*Objective*.
Write out every line of the records below word for word, and leave the pictures out.

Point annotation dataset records
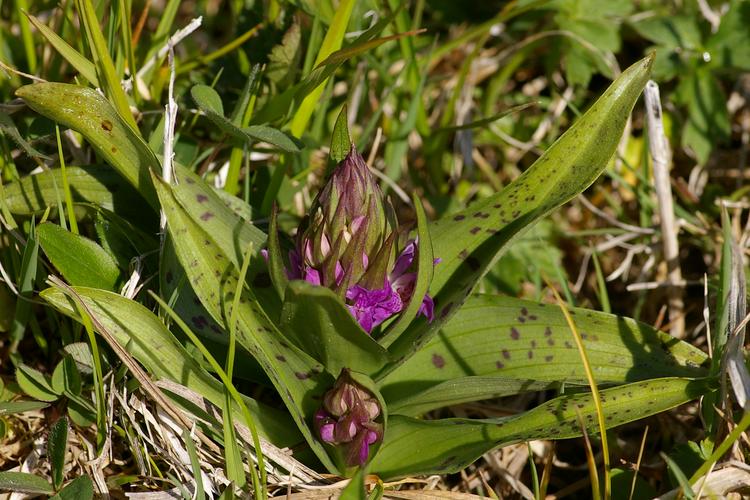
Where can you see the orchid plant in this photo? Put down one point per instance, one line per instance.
(362, 326)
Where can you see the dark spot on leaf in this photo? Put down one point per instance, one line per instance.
(262, 280)
(473, 263)
(438, 361)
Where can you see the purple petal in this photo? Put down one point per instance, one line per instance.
(312, 276)
(326, 432)
(372, 307)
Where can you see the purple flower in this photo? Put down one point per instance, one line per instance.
(347, 419)
(348, 244)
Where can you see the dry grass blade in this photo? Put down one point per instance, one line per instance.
(592, 384)
(148, 386)
(659, 149)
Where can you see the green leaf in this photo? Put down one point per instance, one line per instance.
(65, 378)
(81, 488)
(57, 444)
(81, 261)
(35, 384)
(8, 128)
(86, 111)
(209, 102)
(13, 407)
(295, 375)
(25, 285)
(463, 390)
(341, 143)
(96, 185)
(105, 68)
(21, 482)
(148, 341)
(85, 67)
(470, 241)
(316, 320)
(420, 447)
(509, 338)
(672, 32)
(332, 41)
(729, 47)
(708, 118)
(425, 265)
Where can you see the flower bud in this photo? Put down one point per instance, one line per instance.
(348, 244)
(347, 419)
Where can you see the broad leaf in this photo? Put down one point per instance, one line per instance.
(297, 377)
(12, 407)
(86, 111)
(509, 338)
(420, 447)
(81, 261)
(148, 341)
(315, 319)
(470, 241)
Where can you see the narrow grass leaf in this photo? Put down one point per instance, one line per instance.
(105, 68)
(151, 343)
(22, 482)
(13, 407)
(85, 67)
(96, 185)
(298, 378)
(35, 384)
(57, 444)
(81, 488)
(413, 446)
(25, 287)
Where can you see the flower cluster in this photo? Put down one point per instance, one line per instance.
(347, 418)
(348, 244)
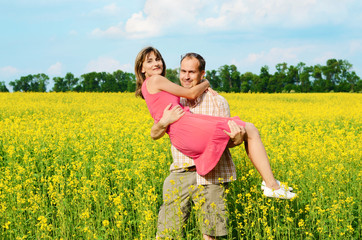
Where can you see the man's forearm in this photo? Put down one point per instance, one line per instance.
(158, 130)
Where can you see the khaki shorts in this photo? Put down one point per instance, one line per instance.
(179, 190)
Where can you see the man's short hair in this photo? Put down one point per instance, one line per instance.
(201, 60)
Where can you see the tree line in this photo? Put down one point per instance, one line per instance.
(336, 75)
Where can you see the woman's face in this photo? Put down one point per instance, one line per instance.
(152, 65)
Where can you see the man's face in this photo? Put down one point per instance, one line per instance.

*Expected output*.
Where can you see the orchid plant in this photo? Put down one point per instance, one line per instance.
(362, 326)
Where can you see the dark spot on leaf in this photo? Put down one point per instance, one line per instance.
(262, 280)
(473, 263)
(438, 361)
Where can you see the purple petal in this photo? Put down one point per instance, one line per instance.
(312, 276)
(326, 432)
(372, 307)
Where can you see the purple flower in this photo? Put down one point per instance, one line per instance.
(347, 419)
(348, 244)
Where can you see the dry grass blade in this photo? Put down one point per instance, one line per instance.
(592, 384)
(148, 386)
(659, 149)
Where can you see the green leaf in this photo? Put down one point per instance, one line per instance.
(65, 378)
(81, 488)
(57, 444)
(81, 261)
(35, 384)
(8, 128)
(86, 111)
(209, 102)
(13, 407)
(295, 375)
(25, 285)
(463, 390)
(341, 143)
(96, 185)
(105, 68)
(21, 482)
(148, 341)
(85, 67)
(470, 241)
(316, 320)
(420, 447)
(509, 338)
(672, 32)
(332, 41)
(729, 47)
(708, 118)
(425, 265)
Where can you see the flower bud in this photo? Put down one point per instance, one line per instance.
(348, 244)
(347, 419)
Where can you see the broad leaf in this photo? Put down one point per instance, one line per instance.
(297, 377)
(12, 407)
(86, 111)
(509, 338)
(420, 447)
(81, 261)
(148, 341)
(315, 319)
(470, 241)
Where can you see the narrow grass leaf in this photo? Put down one point per instance, one line per instance.
(105, 68)
(151, 343)
(22, 482)
(13, 407)
(85, 67)
(96, 185)
(298, 378)
(35, 384)
(57, 444)
(81, 488)
(413, 446)
(25, 287)
Where can you see the flower cluster in this photo? Put down one point per instance, one line per instance.
(347, 418)
(348, 244)
Where can you see the man's forearm in this photo? Put down one point per instance, one line per instance.
(158, 130)
Where can you see the khaki shorts in this photo? Put down one point per instance, one line per instance.
(179, 190)
Where can you see the man's short hair in this photo? Put down one point per instance, one line per instance.
(201, 60)
Where can you see the tree line in this photo? Put down one point per instance, one line per instance.
(336, 75)
Where can you see the woman's face in this photo? Put down one point per instance, one line per instance.
(152, 65)
Where can you see the man's face in this photo? Put down one point per instance, one line per instance.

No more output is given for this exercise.